Ausgewählter Text:
↓

Nach einer wahren Geschichte

Roman Polanski sorgte zuletzt vor allem für negative Schlagzeilen. Vor einigen Tagen schloss ihn die Academy of Motion Picture Arts and Sciences aus, die jährlich die Oscars vergibt. Dies ist die späte Konsequenz einer Anklage aus dem Jahr 1977. Gegen ihn wurde damals der Vorwurf erhoben, eine 13jährige vergewaltigt zu haben. Dem Prozess entzog er sich durch Flucht nach Paris. Der Ausschluss aus der Academy mehr als vier Jahrzehnte später ist sicher damit zu erklären, dass die #metoo-Debatte und der Fall Harvey Weinstein so hohe Wellen geschlagen und für ein verändertes Bewusstsein gesorgt haben.

Aber auch auf der Leinwand gibt es nach längerer Pause etwas Neues vom mittlerweile 84jährigen, preisgekrönten Regisseur. Mit „Nach einer wahren Geschichte“, der Adaption des Bestsellers „D’Apres Une Histoire Vraie“ von Delphine de Vigan, kehrt Polanski zu Motiven seines Frühwerks zurück. Das Kammerspiel kreist um die Themen Identität, Verrat, Abhängigkeit, Vereinnahmung und Psychopathologie.

↑

Übersicht der Einträge:

↓

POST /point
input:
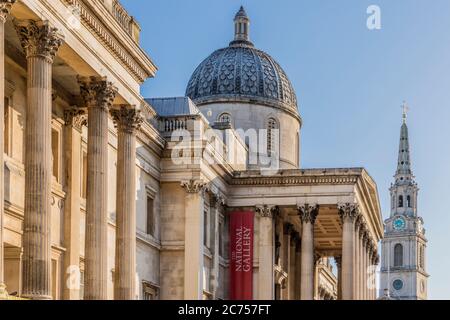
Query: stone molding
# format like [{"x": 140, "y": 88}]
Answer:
[
  {"x": 267, "y": 211},
  {"x": 308, "y": 213},
  {"x": 137, "y": 70},
  {"x": 97, "y": 92},
  {"x": 126, "y": 119},
  {"x": 334, "y": 180},
  {"x": 39, "y": 39},
  {"x": 5, "y": 9},
  {"x": 193, "y": 185},
  {"x": 349, "y": 212}
]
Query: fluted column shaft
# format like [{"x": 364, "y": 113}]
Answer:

↑

Schriftliche Aufgaben:
[A] Nenne alle Themen, um die das Kammerspiel laut dem Text über Polanskis neuen Film kreist.
[B] Übersetze den Satz „Dem Prozess entzog er sich durch Flucht nach Paris.“ aus dem Text über Polanski ins Englische.
[C] Führe den Text über Polanskis Film „Nach einer wahren Geschichte“ weiter.

Ergebnisse je Aufgabe:
[A] Identität, Verrat, Abhängigkeit, Vereinnahmung, Psychopathologie

[B] He evaded the trial by fleeing to Paris.

[C]
Die Starschriftstellerin Delphine (verkörpert von Polanskis Ehefrau Emmanuelle Seigner) wird auf einer Lesereise von der geheimnisvollen Elle (Eva Green) angesprochen. Da sie unter einer Schreibblockade leidet und sie sich einsam fühlt, weil ihr Mann für eine TV-Reportage-Reihe quer um den Globus jettet und prominente Autoren interviewt, ist sie für die Abwechslung dankbar. Da Elle als „Ghostwriterin“ vom Fach ist, sind Delphine die Tipps anfangs durchaus willkommen. Recht schnell wird aber klar, dass es sich bei Elle um eine übergriffige Stalkerin handelt, der Delphine denkbar naiv das Ruder überlässt: Sie gibt ihr das Passwort für ihren Email-Account und lässt sie auch an ihren Kleiderschrank, damit Elle die Star-Autorin bei einem lästigen Pflichttermin vertreten kann.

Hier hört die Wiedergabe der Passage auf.